[Region pointing data]
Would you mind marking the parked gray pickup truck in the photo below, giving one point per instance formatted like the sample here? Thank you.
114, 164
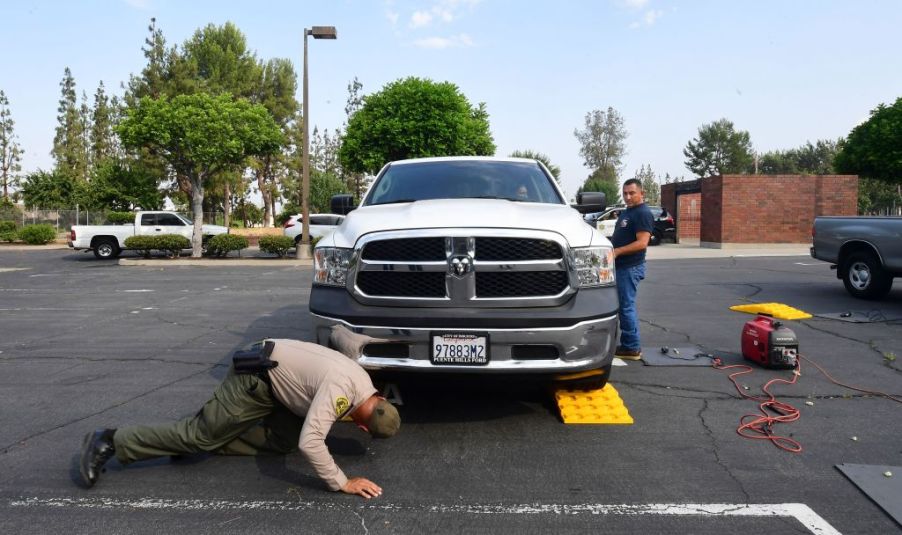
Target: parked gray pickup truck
865, 251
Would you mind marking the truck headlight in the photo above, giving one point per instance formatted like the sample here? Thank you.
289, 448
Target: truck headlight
594, 266
330, 265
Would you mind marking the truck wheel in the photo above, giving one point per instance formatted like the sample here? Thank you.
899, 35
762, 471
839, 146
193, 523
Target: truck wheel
106, 248
591, 382
865, 278
655, 238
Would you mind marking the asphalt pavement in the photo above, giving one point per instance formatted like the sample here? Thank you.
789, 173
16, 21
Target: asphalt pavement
87, 343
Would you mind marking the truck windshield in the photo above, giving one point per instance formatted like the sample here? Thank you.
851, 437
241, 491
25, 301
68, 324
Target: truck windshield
467, 179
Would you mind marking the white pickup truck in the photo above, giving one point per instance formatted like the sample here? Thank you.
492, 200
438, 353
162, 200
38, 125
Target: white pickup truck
108, 241
471, 265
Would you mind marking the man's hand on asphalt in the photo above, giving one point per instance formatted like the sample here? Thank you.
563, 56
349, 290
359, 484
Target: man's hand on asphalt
362, 486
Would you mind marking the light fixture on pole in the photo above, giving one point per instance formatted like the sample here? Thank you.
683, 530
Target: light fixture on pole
303, 247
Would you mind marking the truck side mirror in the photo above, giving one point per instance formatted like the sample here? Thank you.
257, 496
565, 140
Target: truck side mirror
342, 204
589, 201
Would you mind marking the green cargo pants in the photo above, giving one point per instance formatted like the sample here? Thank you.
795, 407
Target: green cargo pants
242, 418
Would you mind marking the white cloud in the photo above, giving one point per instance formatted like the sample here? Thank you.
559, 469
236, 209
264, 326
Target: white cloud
648, 19
420, 19
439, 43
653, 15
139, 4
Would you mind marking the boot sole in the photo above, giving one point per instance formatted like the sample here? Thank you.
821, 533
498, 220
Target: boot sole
85, 460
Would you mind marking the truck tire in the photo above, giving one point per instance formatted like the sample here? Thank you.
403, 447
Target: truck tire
864, 277
591, 382
106, 248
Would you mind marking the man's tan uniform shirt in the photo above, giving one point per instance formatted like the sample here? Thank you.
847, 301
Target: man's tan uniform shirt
321, 386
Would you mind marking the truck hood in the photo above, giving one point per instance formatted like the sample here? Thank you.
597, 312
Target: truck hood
465, 213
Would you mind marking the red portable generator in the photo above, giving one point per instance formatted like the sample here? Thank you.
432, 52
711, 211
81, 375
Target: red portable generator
769, 343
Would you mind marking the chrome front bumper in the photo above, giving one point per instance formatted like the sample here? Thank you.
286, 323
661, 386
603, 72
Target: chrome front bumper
586, 345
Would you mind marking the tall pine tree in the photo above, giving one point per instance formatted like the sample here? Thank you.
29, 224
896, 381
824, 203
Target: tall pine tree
101, 141
69, 149
10, 152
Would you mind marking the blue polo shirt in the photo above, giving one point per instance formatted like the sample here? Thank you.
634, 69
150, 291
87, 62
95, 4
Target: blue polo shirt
632, 220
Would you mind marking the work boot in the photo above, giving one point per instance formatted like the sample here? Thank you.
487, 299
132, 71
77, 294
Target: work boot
97, 450
627, 354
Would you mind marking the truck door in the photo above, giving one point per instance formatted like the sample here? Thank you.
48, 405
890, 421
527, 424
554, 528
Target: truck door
172, 224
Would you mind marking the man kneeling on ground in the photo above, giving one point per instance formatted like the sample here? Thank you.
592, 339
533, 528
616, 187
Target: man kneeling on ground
290, 405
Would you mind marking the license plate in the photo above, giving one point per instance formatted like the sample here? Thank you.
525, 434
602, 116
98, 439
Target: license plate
460, 348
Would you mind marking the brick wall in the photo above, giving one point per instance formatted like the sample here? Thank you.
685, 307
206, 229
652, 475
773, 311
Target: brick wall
689, 216
772, 208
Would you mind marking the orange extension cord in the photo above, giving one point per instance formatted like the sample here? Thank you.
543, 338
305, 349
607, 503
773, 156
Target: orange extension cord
760, 426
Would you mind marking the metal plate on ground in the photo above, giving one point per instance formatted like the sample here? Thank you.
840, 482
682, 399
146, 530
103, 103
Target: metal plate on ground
675, 356
863, 316
872, 480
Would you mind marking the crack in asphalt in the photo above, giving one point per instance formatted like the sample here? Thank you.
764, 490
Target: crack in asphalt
716, 452
90, 359
6, 449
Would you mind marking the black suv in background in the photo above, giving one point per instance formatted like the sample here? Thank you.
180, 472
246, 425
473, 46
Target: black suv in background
664, 226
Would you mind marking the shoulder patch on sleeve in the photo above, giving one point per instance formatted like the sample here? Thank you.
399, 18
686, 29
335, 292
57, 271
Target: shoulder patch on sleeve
341, 405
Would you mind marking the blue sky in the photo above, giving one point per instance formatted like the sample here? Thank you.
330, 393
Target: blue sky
786, 71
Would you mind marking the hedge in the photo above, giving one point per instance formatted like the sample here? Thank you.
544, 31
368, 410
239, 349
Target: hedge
222, 244
37, 234
277, 245
169, 244
8, 231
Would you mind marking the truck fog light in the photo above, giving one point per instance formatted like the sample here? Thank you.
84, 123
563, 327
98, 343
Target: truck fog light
594, 266
330, 265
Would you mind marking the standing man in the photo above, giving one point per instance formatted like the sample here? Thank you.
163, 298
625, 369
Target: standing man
630, 239
290, 404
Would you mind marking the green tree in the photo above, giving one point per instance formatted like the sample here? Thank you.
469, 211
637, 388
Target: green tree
124, 185
56, 189
873, 149
200, 135
811, 158
102, 141
649, 185
276, 91
413, 118
719, 149
533, 155
356, 181
69, 142
603, 141
10, 152
605, 181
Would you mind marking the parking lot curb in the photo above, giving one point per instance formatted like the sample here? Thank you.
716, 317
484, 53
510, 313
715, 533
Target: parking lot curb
216, 262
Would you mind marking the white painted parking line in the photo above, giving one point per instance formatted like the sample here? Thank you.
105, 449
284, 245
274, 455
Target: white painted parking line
801, 512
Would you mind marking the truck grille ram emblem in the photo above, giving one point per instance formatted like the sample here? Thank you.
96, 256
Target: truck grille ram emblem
460, 265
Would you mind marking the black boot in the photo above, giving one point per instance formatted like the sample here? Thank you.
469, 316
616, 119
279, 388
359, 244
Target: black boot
98, 449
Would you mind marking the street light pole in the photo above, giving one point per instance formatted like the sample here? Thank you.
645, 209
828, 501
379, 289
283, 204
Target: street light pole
303, 248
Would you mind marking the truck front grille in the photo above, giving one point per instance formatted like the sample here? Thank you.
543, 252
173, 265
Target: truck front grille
495, 249
462, 270
520, 284
405, 250
402, 284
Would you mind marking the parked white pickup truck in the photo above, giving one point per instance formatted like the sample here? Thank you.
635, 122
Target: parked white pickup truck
108, 241
471, 265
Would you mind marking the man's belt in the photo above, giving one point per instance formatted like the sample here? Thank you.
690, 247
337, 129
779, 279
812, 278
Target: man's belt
255, 360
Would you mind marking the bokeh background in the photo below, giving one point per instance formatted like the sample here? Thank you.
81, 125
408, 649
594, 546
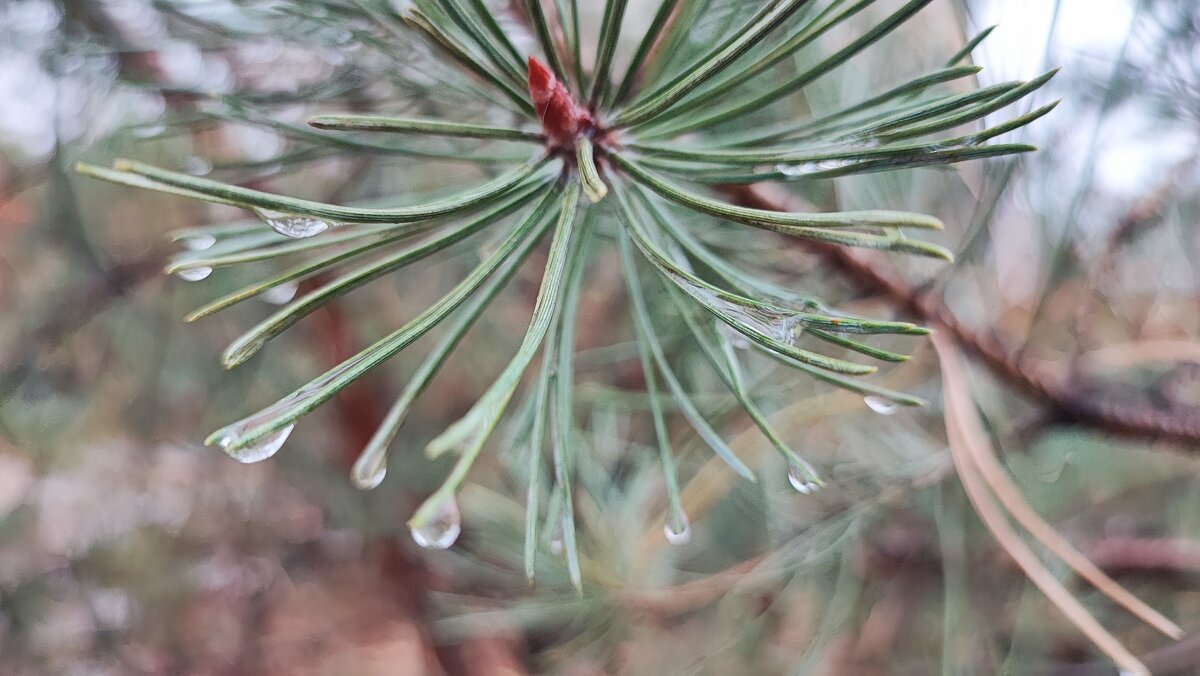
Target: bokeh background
129, 548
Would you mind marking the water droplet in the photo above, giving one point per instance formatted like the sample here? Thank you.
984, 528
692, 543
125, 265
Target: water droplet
678, 537
257, 452
281, 294
291, 225
805, 168
198, 166
443, 530
803, 479
801, 169
193, 274
369, 471
881, 405
777, 323
199, 241
736, 339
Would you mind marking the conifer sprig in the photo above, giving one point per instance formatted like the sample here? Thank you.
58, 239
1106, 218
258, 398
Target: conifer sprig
642, 143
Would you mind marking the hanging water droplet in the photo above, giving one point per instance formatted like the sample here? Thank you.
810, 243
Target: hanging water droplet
193, 274
257, 452
442, 530
681, 534
199, 241
292, 225
281, 294
880, 405
369, 471
802, 479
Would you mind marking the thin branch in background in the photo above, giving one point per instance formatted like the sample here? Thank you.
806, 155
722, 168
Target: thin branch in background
967, 446
1080, 404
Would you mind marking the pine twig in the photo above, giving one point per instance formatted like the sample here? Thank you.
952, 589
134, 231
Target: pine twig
1079, 404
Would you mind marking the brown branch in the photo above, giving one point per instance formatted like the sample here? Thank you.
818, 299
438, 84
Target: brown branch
1125, 413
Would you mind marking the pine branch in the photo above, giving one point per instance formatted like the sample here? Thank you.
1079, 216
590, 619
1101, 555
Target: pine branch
1125, 413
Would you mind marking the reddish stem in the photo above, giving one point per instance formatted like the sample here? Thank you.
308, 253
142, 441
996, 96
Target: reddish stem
562, 118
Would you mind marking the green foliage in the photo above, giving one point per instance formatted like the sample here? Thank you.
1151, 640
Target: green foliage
664, 132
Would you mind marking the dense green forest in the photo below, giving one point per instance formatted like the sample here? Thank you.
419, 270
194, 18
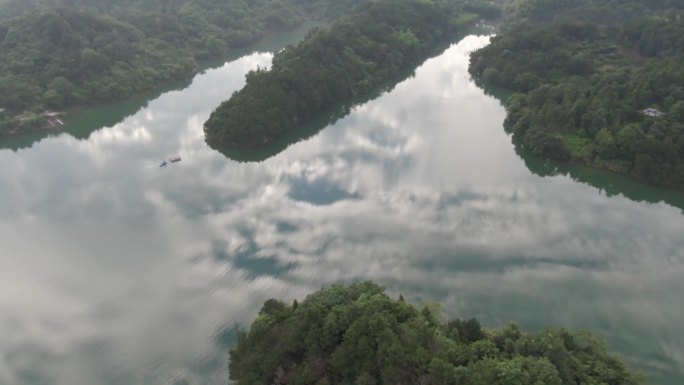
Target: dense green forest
583, 90
356, 334
347, 59
61, 54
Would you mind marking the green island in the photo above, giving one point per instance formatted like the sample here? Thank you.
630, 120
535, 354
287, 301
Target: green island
349, 58
60, 55
607, 93
356, 334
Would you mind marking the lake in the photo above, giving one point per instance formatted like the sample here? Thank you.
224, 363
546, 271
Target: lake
114, 270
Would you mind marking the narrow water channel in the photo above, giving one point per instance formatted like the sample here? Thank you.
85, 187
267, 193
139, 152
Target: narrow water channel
116, 271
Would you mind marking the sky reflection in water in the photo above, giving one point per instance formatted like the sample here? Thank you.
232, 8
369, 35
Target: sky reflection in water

**Exercise:**
Lines that contain "reflection" are the result; find them in the entries above and copy each one.

**Answer area:**
Would you mind marking the sky reflection in water in the photo above, giving one point per instance formatted like the sample here? Thank you.
Target: sky reflection in water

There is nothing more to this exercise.